### WHAT YOU HAVE TO DO
Starting at the line that contains "indicate the primary" and continuing through the last line of the material, reproduce every line, requests included, multiplying each coordinate in the answers by 1.65 and rounding it to a whole number, with halves rounded up. Leave all numbers in the requests unchanged.

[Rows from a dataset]
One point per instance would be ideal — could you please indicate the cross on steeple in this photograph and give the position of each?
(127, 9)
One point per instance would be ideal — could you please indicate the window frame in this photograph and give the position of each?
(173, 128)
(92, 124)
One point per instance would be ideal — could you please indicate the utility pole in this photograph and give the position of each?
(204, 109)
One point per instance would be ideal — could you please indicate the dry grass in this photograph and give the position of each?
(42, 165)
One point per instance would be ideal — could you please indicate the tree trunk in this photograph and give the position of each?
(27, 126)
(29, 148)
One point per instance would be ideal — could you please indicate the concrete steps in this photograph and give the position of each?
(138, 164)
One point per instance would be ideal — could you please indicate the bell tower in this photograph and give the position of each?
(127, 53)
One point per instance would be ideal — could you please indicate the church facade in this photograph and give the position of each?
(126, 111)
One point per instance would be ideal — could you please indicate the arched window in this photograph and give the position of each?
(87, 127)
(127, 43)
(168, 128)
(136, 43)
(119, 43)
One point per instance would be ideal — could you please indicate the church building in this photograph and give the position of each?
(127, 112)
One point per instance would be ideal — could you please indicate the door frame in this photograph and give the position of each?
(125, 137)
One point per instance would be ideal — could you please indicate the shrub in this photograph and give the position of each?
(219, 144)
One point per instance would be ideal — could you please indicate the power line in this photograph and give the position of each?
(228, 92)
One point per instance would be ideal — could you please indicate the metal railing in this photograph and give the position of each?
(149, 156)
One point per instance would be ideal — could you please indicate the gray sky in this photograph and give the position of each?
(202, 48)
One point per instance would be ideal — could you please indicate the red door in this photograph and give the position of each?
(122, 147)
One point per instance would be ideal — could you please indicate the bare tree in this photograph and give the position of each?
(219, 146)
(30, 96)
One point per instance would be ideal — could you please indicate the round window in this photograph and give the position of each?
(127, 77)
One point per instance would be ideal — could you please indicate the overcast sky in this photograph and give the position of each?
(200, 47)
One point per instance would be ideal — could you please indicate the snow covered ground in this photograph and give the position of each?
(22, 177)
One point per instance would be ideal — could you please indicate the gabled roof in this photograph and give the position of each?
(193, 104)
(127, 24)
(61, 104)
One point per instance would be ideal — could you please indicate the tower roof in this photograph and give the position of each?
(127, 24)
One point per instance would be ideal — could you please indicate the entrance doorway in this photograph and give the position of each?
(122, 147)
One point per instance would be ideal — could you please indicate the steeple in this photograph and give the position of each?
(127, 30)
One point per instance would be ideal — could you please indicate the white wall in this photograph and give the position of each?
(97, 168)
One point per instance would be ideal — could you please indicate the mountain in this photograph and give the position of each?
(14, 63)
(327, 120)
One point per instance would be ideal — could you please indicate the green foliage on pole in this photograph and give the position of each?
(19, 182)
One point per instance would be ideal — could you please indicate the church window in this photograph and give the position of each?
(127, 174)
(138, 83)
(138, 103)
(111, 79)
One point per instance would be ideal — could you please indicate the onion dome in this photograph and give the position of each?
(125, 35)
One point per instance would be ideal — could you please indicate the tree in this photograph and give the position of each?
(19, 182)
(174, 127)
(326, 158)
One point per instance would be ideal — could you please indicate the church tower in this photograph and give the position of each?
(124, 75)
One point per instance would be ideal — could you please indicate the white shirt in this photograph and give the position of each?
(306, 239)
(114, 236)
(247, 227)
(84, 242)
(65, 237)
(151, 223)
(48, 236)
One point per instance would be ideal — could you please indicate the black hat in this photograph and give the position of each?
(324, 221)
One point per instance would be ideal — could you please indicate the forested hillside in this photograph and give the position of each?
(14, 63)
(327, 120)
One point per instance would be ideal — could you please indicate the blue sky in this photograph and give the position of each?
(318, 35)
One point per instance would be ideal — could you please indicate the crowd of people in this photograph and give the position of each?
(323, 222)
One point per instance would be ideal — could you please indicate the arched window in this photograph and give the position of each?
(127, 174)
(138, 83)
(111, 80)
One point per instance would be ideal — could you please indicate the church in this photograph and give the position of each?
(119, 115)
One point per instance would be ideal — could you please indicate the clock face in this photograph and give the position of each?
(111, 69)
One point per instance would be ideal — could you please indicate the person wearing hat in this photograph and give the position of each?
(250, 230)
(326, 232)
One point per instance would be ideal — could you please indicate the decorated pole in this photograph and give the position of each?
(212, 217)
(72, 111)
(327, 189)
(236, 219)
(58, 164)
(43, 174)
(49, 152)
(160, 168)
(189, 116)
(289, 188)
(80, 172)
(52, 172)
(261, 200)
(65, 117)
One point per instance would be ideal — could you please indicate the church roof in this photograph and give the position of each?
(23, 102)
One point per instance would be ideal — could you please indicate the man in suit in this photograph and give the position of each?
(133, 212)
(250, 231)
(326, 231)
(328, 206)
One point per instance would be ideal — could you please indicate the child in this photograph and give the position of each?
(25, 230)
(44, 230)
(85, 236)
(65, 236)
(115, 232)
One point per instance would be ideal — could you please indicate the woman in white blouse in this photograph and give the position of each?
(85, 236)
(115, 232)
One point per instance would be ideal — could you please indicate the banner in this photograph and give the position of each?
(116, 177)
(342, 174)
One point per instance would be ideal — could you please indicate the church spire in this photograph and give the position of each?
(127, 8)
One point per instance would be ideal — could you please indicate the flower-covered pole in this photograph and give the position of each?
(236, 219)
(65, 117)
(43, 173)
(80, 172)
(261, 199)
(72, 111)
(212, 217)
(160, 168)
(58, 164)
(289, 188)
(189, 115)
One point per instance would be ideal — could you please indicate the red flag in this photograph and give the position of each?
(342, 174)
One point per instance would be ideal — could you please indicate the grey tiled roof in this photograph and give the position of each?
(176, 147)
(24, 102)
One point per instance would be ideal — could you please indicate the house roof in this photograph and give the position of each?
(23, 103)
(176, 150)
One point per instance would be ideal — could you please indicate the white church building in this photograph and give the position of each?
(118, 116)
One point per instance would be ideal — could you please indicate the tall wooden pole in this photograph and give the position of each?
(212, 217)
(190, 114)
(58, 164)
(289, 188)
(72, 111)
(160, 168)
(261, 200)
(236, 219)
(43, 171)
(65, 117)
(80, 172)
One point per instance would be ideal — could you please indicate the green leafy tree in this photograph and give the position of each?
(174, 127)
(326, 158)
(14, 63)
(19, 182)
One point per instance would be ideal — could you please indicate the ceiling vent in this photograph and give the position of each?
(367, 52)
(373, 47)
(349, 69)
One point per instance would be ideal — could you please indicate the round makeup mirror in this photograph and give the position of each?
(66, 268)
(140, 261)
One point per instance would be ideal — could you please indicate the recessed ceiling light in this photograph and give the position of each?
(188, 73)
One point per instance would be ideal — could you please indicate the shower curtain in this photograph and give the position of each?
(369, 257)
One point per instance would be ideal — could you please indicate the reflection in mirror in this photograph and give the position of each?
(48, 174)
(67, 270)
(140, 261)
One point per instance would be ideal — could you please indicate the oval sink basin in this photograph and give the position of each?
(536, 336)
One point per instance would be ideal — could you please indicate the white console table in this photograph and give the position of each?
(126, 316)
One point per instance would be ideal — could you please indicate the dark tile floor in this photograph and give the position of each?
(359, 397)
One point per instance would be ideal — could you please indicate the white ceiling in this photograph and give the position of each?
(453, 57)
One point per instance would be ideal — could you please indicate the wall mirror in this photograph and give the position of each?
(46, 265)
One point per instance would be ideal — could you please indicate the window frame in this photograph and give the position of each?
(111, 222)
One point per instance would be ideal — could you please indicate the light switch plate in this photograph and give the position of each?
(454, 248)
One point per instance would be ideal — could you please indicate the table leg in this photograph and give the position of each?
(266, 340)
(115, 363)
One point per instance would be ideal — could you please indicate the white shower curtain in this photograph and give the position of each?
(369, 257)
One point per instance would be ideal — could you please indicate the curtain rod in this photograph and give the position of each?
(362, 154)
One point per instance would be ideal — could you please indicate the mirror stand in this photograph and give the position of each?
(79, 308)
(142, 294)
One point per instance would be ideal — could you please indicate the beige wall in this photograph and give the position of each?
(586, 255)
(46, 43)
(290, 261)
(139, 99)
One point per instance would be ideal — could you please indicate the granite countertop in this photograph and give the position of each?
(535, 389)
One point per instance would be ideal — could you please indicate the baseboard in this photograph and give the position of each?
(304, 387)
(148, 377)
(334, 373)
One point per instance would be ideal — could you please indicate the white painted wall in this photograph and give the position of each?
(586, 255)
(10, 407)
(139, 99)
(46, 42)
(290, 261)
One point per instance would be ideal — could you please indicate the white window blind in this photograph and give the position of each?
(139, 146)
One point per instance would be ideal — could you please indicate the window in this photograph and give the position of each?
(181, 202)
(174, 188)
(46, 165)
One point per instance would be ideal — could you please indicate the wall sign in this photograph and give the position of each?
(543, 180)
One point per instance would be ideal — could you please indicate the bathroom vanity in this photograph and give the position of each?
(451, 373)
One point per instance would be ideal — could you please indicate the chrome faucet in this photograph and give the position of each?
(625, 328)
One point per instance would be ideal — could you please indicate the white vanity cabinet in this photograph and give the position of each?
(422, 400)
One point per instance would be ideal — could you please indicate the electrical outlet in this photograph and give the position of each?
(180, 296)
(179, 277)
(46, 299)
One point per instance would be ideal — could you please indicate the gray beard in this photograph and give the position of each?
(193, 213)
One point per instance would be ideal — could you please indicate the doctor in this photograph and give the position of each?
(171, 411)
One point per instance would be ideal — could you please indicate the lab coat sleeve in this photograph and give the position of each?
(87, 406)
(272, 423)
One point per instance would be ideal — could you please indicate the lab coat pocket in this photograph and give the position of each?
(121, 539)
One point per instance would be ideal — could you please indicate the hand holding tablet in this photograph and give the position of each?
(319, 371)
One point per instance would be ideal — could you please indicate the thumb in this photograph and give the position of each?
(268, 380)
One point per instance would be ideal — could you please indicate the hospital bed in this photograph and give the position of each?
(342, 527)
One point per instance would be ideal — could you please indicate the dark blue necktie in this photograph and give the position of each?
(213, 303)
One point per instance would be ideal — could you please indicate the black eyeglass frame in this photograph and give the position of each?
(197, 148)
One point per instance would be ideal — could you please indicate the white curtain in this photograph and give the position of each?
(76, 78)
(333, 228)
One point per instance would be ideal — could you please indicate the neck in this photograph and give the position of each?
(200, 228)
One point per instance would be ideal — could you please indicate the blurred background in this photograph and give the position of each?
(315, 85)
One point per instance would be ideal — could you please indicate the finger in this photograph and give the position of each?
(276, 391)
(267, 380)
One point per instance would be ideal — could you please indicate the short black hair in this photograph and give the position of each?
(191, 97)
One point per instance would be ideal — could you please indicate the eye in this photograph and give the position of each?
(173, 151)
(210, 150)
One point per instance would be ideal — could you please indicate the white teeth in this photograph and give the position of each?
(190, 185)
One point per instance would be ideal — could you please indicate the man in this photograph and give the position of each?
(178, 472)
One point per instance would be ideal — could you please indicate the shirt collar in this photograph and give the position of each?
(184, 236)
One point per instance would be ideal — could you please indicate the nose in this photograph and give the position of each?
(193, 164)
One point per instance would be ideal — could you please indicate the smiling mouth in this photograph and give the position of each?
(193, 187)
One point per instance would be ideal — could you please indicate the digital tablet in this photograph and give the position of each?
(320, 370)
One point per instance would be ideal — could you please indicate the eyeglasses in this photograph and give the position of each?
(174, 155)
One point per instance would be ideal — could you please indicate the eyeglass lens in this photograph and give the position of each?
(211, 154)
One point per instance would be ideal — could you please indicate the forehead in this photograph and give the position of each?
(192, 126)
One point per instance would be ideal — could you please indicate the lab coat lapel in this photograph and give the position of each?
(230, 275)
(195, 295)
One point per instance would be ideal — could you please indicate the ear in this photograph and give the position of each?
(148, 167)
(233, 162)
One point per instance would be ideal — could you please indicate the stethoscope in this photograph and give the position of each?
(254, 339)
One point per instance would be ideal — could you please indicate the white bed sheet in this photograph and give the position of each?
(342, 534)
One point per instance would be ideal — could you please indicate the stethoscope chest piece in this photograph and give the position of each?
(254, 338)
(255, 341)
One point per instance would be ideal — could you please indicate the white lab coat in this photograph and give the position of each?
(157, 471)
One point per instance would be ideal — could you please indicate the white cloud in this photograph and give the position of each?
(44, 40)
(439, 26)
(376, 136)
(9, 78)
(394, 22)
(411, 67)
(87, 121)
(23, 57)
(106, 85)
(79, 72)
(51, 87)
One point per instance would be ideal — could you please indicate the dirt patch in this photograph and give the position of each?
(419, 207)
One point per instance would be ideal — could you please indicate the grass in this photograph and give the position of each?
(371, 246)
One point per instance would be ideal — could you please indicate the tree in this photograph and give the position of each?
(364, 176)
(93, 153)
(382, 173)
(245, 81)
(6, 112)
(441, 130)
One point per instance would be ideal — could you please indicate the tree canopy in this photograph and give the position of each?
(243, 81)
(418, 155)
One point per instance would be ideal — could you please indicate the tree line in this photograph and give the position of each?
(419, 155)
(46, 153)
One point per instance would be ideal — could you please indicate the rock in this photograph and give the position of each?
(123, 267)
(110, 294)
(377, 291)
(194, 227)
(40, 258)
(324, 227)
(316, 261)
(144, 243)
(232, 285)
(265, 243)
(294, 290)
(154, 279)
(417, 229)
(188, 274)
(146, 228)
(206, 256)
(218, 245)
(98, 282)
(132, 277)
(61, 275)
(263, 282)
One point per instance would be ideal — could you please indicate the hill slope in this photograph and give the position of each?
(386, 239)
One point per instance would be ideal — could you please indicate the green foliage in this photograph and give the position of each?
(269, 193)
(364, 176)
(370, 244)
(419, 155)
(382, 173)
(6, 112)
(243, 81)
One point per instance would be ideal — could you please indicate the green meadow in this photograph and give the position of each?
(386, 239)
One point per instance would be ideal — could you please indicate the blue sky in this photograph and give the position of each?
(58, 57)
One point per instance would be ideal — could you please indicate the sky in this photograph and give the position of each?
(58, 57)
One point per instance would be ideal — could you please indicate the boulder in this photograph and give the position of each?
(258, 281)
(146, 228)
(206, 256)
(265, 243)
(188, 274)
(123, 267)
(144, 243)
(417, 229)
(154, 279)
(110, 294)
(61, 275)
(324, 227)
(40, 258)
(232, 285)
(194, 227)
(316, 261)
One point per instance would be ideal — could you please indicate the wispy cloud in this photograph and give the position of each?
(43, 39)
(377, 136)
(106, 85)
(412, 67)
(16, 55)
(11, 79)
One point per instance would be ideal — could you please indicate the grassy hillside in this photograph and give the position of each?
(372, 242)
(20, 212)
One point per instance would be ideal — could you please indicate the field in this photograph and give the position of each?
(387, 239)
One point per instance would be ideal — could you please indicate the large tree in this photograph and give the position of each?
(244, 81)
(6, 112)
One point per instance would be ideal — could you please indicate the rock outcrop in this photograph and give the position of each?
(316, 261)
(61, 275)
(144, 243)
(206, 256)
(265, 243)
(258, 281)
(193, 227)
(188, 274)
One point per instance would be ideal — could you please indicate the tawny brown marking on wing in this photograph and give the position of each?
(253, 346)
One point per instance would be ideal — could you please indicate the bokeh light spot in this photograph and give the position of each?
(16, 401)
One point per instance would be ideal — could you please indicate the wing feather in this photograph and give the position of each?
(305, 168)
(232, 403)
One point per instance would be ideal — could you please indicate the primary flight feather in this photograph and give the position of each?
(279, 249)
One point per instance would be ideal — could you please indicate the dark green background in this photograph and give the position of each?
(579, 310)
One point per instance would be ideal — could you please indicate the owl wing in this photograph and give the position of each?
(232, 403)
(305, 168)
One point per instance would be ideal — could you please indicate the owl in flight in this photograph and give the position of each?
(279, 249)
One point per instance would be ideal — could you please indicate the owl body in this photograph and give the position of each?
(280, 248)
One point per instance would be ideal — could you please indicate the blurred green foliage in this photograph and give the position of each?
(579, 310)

### TASK RESPONSE
One point per instance would be ideal — could you please indicate the primary flight feather in this photograph and give the position of each?
(460, 411)
One point per instance would be ideal — could you please indicate the dark green background in this photograph and give the position of each?
(955, 512)
One point per instance would be ideal — could you please indicate the owl wing in this photograph and give the position of each?
(383, 665)
(503, 277)
One point per instance would be ideal — could you please indicate the owl in flight in this photograph and give the position of each?
(460, 411)
One point per instance would be ideal — could you please indicate the owl body in this photograph and give the position of each?
(462, 409)
One point per instance would be ideal — could you please indicate the blurred green foliage in this photograph and give the position of each?
(955, 512)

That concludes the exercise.